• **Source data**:
════════════════════

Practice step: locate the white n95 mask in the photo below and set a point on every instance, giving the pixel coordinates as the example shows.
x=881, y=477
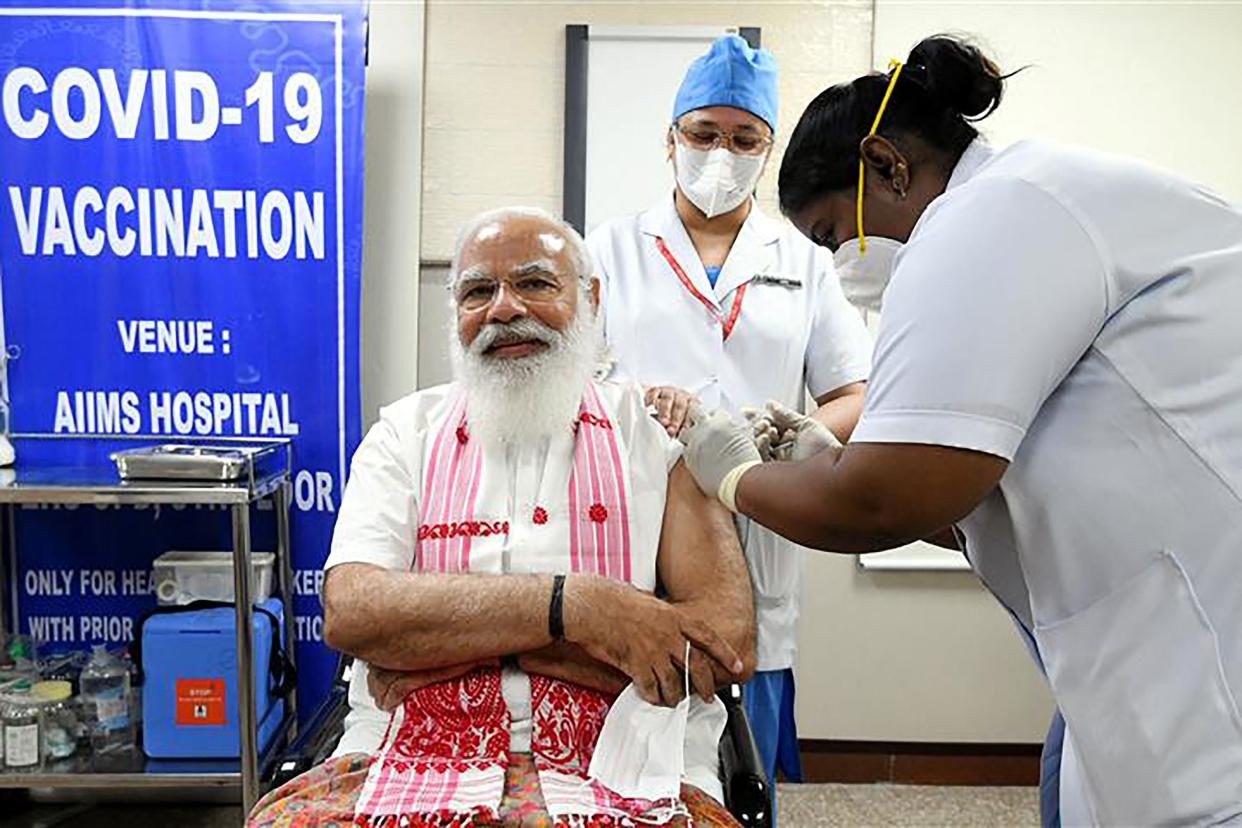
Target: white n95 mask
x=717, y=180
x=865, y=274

════════════════════

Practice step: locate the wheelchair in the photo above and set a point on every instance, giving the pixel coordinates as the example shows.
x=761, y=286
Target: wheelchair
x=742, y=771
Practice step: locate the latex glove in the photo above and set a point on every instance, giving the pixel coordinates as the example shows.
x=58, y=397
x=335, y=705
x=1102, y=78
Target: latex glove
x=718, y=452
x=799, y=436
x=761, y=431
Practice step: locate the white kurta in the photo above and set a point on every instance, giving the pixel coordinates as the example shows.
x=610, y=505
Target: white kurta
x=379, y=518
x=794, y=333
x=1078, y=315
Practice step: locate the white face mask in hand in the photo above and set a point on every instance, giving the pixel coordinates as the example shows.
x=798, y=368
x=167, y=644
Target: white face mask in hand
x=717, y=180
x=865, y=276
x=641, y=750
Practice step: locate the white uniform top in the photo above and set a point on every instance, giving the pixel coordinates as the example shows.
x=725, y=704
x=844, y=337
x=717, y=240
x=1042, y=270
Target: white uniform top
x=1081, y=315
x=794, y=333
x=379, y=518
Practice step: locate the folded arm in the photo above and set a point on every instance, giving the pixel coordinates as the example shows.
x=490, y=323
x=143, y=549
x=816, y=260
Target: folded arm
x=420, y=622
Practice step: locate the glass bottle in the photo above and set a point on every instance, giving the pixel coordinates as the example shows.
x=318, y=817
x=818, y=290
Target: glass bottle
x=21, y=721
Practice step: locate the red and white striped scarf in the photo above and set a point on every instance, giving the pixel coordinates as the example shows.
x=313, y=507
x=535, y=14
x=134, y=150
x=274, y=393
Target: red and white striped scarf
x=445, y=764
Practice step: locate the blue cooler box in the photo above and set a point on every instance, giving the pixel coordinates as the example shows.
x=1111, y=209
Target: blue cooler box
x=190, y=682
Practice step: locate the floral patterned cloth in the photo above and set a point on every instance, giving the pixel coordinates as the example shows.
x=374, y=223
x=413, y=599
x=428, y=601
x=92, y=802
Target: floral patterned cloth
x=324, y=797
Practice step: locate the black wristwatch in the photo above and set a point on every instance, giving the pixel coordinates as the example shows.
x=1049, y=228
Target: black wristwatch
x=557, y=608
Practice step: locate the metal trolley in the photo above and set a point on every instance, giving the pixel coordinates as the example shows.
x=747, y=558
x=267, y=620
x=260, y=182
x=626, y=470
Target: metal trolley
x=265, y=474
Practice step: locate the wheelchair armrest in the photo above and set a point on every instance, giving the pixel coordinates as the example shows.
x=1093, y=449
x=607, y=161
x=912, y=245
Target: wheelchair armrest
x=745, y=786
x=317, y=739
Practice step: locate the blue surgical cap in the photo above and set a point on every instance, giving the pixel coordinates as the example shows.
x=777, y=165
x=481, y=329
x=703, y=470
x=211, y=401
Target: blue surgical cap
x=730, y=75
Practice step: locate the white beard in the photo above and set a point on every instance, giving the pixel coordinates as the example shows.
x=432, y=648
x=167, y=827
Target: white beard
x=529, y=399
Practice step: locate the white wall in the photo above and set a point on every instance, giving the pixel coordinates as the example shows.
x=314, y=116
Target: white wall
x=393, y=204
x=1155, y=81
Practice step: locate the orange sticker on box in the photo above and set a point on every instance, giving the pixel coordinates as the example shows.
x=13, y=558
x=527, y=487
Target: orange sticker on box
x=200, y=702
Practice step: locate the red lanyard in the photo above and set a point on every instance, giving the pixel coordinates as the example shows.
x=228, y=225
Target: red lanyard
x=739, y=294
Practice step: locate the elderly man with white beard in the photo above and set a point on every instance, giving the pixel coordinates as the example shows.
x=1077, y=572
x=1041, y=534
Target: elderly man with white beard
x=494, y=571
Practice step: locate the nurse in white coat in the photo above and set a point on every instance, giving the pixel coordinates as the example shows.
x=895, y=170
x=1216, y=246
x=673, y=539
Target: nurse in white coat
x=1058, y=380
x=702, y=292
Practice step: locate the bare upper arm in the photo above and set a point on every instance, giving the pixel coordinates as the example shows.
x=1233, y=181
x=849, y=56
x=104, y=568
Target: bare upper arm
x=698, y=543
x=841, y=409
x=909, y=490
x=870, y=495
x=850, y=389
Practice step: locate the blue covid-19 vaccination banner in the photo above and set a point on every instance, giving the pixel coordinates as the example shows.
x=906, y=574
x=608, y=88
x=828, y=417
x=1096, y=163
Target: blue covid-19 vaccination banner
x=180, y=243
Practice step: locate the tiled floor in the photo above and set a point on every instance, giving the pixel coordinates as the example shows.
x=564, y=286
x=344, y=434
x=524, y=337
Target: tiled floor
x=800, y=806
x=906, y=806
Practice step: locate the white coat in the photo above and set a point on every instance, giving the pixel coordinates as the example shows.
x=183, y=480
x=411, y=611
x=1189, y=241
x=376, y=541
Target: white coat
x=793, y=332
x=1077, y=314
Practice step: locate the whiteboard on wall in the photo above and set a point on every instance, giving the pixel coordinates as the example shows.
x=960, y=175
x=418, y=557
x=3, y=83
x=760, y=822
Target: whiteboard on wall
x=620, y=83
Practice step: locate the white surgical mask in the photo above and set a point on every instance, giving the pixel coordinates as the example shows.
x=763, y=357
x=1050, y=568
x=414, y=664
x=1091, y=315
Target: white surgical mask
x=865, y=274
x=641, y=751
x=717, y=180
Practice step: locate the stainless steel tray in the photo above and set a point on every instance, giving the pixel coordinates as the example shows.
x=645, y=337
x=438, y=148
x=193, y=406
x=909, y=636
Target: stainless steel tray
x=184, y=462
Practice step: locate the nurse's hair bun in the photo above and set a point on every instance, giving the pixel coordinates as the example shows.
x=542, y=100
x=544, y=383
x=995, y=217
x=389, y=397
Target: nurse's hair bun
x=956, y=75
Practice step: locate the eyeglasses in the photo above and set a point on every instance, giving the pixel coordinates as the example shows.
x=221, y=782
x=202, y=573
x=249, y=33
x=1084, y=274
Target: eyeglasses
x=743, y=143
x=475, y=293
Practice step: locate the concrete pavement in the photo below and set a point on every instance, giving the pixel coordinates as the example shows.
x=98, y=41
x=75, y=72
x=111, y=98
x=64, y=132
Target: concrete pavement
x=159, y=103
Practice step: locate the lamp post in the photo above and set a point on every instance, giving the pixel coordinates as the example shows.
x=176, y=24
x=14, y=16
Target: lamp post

════════════════════

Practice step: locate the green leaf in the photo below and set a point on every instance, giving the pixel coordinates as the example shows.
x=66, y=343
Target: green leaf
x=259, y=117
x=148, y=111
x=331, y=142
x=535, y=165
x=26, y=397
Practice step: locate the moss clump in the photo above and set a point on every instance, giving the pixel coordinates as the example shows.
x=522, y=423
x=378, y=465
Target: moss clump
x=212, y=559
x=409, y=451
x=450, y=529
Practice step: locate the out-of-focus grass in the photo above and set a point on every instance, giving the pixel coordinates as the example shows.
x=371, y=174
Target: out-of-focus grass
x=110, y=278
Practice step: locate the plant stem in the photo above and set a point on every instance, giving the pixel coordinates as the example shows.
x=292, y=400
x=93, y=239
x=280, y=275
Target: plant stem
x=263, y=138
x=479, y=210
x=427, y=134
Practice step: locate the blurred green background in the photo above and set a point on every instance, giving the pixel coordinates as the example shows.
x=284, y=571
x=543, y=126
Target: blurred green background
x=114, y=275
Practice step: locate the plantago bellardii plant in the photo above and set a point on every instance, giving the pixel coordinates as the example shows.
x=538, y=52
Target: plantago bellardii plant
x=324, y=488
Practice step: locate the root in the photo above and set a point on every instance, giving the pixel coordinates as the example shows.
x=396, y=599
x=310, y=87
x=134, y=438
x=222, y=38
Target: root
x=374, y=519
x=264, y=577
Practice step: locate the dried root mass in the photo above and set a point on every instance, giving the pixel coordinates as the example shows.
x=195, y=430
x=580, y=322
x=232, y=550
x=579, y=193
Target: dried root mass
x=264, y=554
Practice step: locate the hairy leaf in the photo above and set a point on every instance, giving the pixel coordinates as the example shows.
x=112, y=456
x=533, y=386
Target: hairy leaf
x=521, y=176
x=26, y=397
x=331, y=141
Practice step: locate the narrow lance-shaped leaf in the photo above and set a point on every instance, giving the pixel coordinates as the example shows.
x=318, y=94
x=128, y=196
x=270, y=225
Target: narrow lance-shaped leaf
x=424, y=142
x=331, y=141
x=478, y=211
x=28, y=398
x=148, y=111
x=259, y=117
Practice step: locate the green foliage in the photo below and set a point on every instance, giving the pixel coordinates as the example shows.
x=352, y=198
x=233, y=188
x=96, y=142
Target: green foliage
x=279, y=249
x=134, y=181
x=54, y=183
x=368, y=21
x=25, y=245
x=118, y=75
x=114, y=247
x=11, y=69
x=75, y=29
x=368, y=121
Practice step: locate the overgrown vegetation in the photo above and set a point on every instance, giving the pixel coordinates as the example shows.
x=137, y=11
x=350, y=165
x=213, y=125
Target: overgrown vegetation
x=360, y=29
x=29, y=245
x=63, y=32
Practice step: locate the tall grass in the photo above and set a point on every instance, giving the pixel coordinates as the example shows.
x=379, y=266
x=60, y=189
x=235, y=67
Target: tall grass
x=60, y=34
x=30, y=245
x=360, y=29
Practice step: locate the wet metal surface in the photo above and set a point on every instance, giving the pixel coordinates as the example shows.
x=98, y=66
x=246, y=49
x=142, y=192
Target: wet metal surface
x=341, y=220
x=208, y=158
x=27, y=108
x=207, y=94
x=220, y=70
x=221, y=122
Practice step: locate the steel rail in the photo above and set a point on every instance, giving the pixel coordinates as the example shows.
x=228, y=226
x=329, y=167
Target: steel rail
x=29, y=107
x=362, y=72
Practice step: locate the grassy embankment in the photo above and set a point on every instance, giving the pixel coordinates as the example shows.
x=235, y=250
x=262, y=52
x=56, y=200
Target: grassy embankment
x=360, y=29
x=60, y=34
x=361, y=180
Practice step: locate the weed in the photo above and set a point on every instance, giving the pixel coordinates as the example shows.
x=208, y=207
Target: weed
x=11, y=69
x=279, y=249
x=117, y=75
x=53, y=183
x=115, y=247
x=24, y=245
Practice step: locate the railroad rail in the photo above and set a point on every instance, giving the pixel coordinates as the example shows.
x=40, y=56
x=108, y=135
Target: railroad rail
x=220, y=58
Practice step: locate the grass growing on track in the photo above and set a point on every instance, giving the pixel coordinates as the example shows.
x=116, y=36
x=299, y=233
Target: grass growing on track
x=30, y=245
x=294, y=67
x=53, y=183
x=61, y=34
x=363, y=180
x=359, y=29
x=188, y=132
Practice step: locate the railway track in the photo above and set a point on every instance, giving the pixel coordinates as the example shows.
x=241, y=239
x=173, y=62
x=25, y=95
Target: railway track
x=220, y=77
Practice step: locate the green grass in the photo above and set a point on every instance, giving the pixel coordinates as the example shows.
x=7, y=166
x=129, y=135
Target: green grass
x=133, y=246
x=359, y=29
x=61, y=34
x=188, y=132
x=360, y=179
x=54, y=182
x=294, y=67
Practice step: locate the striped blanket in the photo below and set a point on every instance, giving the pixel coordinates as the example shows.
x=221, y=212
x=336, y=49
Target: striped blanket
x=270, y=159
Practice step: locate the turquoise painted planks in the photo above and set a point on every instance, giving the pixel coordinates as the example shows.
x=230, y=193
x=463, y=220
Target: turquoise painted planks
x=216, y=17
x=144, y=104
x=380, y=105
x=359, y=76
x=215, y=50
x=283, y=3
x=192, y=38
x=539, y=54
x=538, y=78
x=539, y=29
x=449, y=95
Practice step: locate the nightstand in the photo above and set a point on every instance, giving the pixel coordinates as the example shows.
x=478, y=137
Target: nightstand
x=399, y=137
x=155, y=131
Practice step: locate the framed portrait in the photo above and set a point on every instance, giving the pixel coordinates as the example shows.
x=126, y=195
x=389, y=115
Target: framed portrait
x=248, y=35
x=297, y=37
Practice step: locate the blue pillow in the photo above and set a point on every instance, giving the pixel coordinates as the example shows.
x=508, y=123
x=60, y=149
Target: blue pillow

════════════════════

• **Problem**:
Each line of the entries that contains the word "pillow" should be listed.

• **Task result**:
Practice step: locate the blue pillow in the photo above and set a point on every instance, giving the pixel coordinates as the example shows.
Target: blue pillow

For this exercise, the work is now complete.